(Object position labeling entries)
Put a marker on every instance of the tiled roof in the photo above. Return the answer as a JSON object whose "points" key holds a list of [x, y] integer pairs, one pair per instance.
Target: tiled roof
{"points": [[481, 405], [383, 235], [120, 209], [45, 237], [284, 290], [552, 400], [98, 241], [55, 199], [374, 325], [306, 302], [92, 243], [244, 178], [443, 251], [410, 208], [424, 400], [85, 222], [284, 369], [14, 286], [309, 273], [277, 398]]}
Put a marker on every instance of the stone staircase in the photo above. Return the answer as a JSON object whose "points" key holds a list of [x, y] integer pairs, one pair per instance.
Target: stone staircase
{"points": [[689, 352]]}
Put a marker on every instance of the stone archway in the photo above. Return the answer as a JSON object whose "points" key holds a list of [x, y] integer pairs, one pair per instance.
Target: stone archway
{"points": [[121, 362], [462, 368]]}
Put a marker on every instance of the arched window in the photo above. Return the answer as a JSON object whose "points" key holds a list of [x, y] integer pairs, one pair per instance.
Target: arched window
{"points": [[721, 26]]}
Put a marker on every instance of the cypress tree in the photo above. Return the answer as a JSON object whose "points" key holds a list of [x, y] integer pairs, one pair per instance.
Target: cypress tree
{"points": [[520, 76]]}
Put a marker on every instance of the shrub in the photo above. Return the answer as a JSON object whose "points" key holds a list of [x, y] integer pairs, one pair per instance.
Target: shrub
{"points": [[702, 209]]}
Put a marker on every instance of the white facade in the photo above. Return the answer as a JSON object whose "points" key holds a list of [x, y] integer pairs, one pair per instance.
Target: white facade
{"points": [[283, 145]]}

▸ **GIVEN EXERCISE**
Please arrange the entries above as a two-column CSV with the header row "prompt,reply" and one row per entry. Put each entry's text under "prompt" and its answer under "reply", with each field in double quotes and any line breaks replaced by spaces.

▸ **SOLUTION FOR THIS PROBLEM**
prompt,reply
"Put a marker on every instance of the tiled roof in the photo above. Return the answer as a JSON object whose ""points"" key holds a list of [x, y] integer pairs, one pair per instance. Target: tiled roof","{""points"": [[481, 405], [383, 235], [120, 209], [45, 237], [284, 290], [552, 400], [98, 241], [55, 199], [374, 325], [306, 302], [92, 243], [244, 178], [443, 251], [410, 208], [424, 400], [85, 222], [284, 369], [14, 286], [309, 273], [277, 398]]}"
"Put a marker on every instance of the stone staircase in the photo above. Return the answer as a JSON object whose ""points"" key holds a list of [x, y] integer pairs, one pair per instance. Target: stone staircase","{""points"": [[689, 352]]}"
"Put a marker on every instance of the stone archway in the photo above. Return the answer as a JSON object whose ""points"" key holds a list of [x, y] integer pairs, one pair per instance. Target: stone archway","{""points"": [[121, 362], [462, 368]]}"
"Put a marker on every instance of the arched window in the photo above. Return the answer as a JSON object whose ""points"" key holds a list of [x, y] integer pairs, one pair per instance. Target: arched window","{""points"": [[721, 26]]}"
"Put a marker on every instance of the cypress tree in the photo above. Return the answer as a JSON object whose ""points"" key holds a list of [x, y] integer pairs, one pair per instance. Target: cypress tree","{""points"": [[520, 76]]}"
"Put a marker on every instance of the shrub in the photo above. Return the answer as a JSON object whose ""points"" key holds a list of [x, y] integer pairs, one pair per instance. Target: shrub","{""points"": [[702, 209]]}"
"Put a marker on every instance of the white facade in the photo above. Return the answer as a JSON object whose ""points"" key holds a list of [x, y] integer pairs, one pair per instance. Target: white facade","{""points"": [[283, 145]]}"